### Task prompt
Produce a verbatim copy of the entries listed below.

### Information given
☆ ☆ ☆ ☆

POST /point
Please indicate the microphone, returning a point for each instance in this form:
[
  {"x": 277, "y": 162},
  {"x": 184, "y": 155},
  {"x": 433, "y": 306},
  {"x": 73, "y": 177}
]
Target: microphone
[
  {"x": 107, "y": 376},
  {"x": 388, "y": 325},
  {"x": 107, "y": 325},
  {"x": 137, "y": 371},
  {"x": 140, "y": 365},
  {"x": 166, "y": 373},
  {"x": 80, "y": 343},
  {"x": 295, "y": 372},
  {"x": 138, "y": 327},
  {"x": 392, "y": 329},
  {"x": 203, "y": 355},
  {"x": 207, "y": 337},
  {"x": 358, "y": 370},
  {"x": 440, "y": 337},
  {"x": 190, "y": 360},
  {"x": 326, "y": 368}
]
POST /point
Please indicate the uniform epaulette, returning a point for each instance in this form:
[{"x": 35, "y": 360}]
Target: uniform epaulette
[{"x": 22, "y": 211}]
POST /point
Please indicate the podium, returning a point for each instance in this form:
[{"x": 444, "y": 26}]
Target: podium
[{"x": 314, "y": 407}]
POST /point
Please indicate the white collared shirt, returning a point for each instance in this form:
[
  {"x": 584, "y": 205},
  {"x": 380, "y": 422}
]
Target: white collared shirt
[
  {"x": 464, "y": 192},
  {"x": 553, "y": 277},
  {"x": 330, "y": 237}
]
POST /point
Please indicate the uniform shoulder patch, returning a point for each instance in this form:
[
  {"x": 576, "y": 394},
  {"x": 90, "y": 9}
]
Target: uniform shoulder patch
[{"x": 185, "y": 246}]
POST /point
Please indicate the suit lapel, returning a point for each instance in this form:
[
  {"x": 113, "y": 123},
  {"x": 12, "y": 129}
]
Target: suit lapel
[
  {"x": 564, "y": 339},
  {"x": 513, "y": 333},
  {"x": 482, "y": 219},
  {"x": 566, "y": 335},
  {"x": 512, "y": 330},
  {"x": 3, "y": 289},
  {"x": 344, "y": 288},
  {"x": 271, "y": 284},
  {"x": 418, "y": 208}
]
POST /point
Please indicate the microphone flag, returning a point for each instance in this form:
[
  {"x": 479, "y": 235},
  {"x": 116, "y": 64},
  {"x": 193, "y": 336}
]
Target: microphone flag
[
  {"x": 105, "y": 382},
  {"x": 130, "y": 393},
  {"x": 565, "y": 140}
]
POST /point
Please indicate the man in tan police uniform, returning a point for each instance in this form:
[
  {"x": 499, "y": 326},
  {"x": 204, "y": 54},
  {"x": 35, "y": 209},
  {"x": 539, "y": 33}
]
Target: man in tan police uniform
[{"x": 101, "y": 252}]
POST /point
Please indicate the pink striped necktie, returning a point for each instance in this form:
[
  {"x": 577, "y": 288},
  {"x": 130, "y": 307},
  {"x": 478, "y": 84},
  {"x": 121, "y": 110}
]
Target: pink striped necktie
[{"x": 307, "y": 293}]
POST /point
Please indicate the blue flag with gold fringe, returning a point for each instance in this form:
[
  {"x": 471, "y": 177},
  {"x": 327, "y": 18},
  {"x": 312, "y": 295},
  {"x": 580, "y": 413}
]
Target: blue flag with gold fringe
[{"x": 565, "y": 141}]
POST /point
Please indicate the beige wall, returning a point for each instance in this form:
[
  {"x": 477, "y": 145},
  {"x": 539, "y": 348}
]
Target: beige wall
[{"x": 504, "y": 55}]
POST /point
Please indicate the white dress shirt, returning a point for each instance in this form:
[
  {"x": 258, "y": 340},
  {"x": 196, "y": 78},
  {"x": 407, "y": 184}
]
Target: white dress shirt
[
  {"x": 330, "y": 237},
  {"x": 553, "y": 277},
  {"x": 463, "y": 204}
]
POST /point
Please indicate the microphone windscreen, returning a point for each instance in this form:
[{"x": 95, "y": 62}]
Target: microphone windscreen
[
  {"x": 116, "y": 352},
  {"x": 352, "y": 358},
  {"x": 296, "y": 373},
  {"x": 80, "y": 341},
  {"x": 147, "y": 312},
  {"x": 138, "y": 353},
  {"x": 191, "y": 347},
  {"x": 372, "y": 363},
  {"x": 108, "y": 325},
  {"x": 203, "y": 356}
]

☆ ☆ ☆ ☆

### Solution below
POST /point
Please indicate the microphone, returning a point for each instance in this form:
[
  {"x": 277, "y": 162},
  {"x": 184, "y": 155},
  {"x": 433, "y": 306},
  {"x": 73, "y": 177}
]
Target: microphone
[
  {"x": 107, "y": 376},
  {"x": 388, "y": 325},
  {"x": 107, "y": 325},
  {"x": 137, "y": 371},
  {"x": 140, "y": 365},
  {"x": 166, "y": 373},
  {"x": 80, "y": 343},
  {"x": 295, "y": 372},
  {"x": 138, "y": 327},
  {"x": 392, "y": 329},
  {"x": 203, "y": 355},
  {"x": 207, "y": 337},
  {"x": 358, "y": 370},
  {"x": 440, "y": 337},
  {"x": 190, "y": 360},
  {"x": 326, "y": 368}
]
POST /point
Please indicate the uniform epaulette, returning a point for each instance in this form:
[{"x": 35, "y": 360}]
Target: uniform epaulette
[{"x": 22, "y": 211}]
POST /point
Please indicate the podium, returning a point for each instance in this form:
[{"x": 444, "y": 26}]
Target: podium
[{"x": 314, "y": 407}]
POST /point
Please indicate the white collared shirt, returning a point for each instance in this form:
[
  {"x": 584, "y": 205},
  {"x": 380, "y": 422}
]
Target: white collared shirt
[
  {"x": 464, "y": 192},
  {"x": 553, "y": 277},
  {"x": 330, "y": 237}
]
POST /point
Please indicate the uniform shoulder patch, returning a point for each instance in this form:
[
  {"x": 576, "y": 394},
  {"x": 90, "y": 9}
]
Target: uniform shoulder patch
[{"x": 185, "y": 246}]
POST /point
Please indicate the suit lapel, returning a point for each instance in this form:
[
  {"x": 113, "y": 123},
  {"x": 12, "y": 129}
]
Target: suit lapel
[
  {"x": 564, "y": 339},
  {"x": 513, "y": 333},
  {"x": 482, "y": 219},
  {"x": 566, "y": 335},
  {"x": 512, "y": 330},
  {"x": 3, "y": 289},
  {"x": 344, "y": 288},
  {"x": 271, "y": 284},
  {"x": 418, "y": 208}
]
POST /point
Please indicate the microphone flag, returning a point for each instance in this form:
[
  {"x": 479, "y": 235},
  {"x": 116, "y": 64},
  {"x": 193, "y": 336}
]
Target: microphone flag
[
  {"x": 105, "y": 382},
  {"x": 130, "y": 393},
  {"x": 565, "y": 140}
]
POST /point
Please indicate the man in tan police uniform, returning a point for each instance in this form:
[
  {"x": 499, "y": 326},
  {"x": 204, "y": 54},
  {"x": 35, "y": 209},
  {"x": 539, "y": 33}
]
Target: man in tan police uniform
[{"x": 101, "y": 252}]
POST /point
Please indicate the pink striped necktie, returning a point for each instance in this form:
[
  {"x": 577, "y": 288},
  {"x": 130, "y": 307},
  {"x": 478, "y": 84},
  {"x": 121, "y": 110}
]
Target: pink striped necktie
[{"x": 307, "y": 293}]
POST /point
Please indicate the blue flag with gold fringe, returning a point for each instance in this form:
[
  {"x": 471, "y": 177},
  {"x": 327, "y": 18},
  {"x": 312, "y": 295},
  {"x": 580, "y": 413}
]
Target: blue flag with gold fringe
[{"x": 565, "y": 141}]
POST /point
Please indicate the beige wall, returning a point for each instance in this form:
[
  {"x": 477, "y": 145},
  {"x": 539, "y": 348}
]
Target: beige wall
[{"x": 504, "y": 55}]
POST /point
Please indicate the white dress shirt, returning a point for each instance in this form:
[
  {"x": 258, "y": 340},
  {"x": 196, "y": 78},
  {"x": 407, "y": 184}
]
Target: white dress shirt
[
  {"x": 330, "y": 237},
  {"x": 553, "y": 277},
  {"x": 463, "y": 204}
]
POST /point
Please indicate the microphone windscreen, returning a point for each instance in this form:
[{"x": 95, "y": 62}]
Target: microphone windscreen
[
  {"x": 116, "y": 352},
  {"x": 352, "y": 358},
  {"x": 296, "y": 373},
  {"x": 80, "y": 341},
  {"x": 147, "y": 312},
  {"x": 138, "y": 353},
  {"x": 191, "y": 347},
  {"x": 372, "y": 363},
  {"x": 108, "y": 325},
  {"x": 203, "y": 356}
]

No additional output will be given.